* Passage for review *
>>

Will I ever stop ending professional phone calls with “bye-bye”? NO.
My therapist doesn’t believe in werewolves so I left my last session with more problems than when I arrived.
Newscaster: In other news, a local man was severely beaten by group of roving youths
*cut to file footage of me prancing around town in a unicorn costume*
Newscaster: Moron, this, at 11
Given their destructive force to homes, kids’ birthday parties should get names like hurricanes do. Birthday Party Hugo.
wife: what r u doing
me: shredding my birth certificate
wife: why
me: *starts disappearing* it’s working
3: mommy! Come look, I made a water fall
Me: oh dear god
4-year-old trying pop rocks:
I think there’s some people having a birthday in my mouth
Wife: you’ve hardly touched your dinner…talk to me.
Me: *sigh* I can’t keep teaching zoology, Susan. I’m so tired of answering stupid questions.
Waiter: how does the chicken taste?
Me: WITH ITS TONGUE
If it weren’t for the gutter my mind would be homeless.
Me: You want to see me rip a phone book in half?
Kid: What’s a phone book?
I saw your link on Facebook.
What happened next will blow your mind…….I didn’t open it.
I told my friends, family and dentist that I chipped my tooth recently because Storm Isha blew the garden door into my face at high speed. The truth is that I was actually playing tug of war with our Alsatian dog, by holding the other end of the rope in my teeth.
Cop: Do you know why I pulled you over?
Me: Because you got picked on in high school?
Cop: *sniffles* Shut up.
Stopped by a roadside farm where I saw a sign that said “DUCK, EGGS”.
I was contemplating the position of the comma when it hit me.
My dad is a legend at hide and seek. One time I needed mom’s help to find him. He was hiding at a motel with a strange lady.

<<

Free-text object descriptions
>>

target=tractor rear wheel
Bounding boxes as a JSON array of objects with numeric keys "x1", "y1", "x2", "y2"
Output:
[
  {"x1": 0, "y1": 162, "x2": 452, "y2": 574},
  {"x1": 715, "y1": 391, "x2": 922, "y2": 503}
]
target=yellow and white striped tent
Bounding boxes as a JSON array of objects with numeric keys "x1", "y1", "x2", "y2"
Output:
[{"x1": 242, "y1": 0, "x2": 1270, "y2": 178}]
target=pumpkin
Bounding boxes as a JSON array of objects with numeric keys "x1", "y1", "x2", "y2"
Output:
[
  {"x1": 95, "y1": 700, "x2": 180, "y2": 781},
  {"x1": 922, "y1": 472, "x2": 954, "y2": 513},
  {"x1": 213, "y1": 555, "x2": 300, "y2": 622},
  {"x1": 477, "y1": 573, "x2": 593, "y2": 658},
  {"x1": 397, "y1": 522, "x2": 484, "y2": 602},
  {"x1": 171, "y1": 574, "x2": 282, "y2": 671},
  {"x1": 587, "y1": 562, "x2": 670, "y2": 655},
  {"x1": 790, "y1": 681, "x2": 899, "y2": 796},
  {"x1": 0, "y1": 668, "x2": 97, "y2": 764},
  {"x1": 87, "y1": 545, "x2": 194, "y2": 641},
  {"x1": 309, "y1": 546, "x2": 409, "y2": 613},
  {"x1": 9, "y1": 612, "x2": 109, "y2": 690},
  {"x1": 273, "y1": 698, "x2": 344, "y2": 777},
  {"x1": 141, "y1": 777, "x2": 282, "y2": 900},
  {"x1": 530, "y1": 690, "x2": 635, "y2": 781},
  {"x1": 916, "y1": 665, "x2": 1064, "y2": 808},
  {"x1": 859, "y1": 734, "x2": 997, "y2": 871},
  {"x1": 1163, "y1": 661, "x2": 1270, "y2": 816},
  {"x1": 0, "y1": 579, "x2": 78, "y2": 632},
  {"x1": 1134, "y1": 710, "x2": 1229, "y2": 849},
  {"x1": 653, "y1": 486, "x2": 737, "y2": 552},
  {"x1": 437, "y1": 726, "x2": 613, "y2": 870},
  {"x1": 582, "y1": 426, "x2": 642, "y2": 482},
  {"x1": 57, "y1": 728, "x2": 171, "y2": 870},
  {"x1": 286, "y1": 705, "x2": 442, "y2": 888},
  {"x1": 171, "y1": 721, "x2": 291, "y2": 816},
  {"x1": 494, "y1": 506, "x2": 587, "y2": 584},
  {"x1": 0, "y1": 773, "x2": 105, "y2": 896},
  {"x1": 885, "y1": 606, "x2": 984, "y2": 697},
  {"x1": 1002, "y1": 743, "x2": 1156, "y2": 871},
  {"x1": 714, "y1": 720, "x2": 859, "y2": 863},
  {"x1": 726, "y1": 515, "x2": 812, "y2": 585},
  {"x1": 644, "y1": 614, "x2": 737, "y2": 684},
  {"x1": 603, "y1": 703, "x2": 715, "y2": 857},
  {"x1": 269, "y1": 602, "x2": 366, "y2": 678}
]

<<

Reproduce the joke collection above verbatim, from the first line to the last.

* Solution for this task *
Will I ever stop ending professional phone calls with “bye-bye”? NO.
My therapist doesn’t believe in werewolves so I left my last session with more problems than when I arrived.
Newscaster: In other news, a local man was severely beaten by group of roving youths
*cut to file footage of me prancing around town in a unicorn costume*
Newscaster: Moron, this, at 11
Given their destructive force to homes, kids’ birthday parties should get names like hurricanes do. Birthday Party Hugo.
wife: what r u doing
me: shredding my birth certificate
wife: why
me: *starts disappearing* it’s working
3: mommy! Come look, I made a water fall
Me: oh dear god
4-year-old trying pop rocks:
I think there’s some people having a birthday in my mouth
Wife: you’ve hardly touched your dinner…talk to me.
Me: *sigh* I can’t keep teaching zoology, Susan. I’m so tired of answering stupid questions.
Waiter: how does the chicken taste?
Me: WITH ITS TONGUE
If it weren’t for the gutter my mind would be homeless.
Me: You want to see me rip a phone book in half?
Kid: What’s a phone book?
I saw your link on Facebook.
What happened next will blow your mind…….I didn’t open it.
I told my friends, family and dentist that I chipped my tooth recently because Storm Isha blew the garden door into my face at high speed. The truth is that I was actually playing tug of war with our Alsatian dog, by holding the other end of the rope in my teeth.
Cop: Do you know why I pulled you over?
Me: Because you got picked on in high school?
Cop: *sniffles* Shut up.
Stopped by a roadside farm where I saw a sign that said “DUCK, EGGS”.
I was contemplating the position of the comma when it hit me.
My dad is a legend at hide and seek. One time I needed mom’s help to find him. He was hiding at a motel with a strange lady.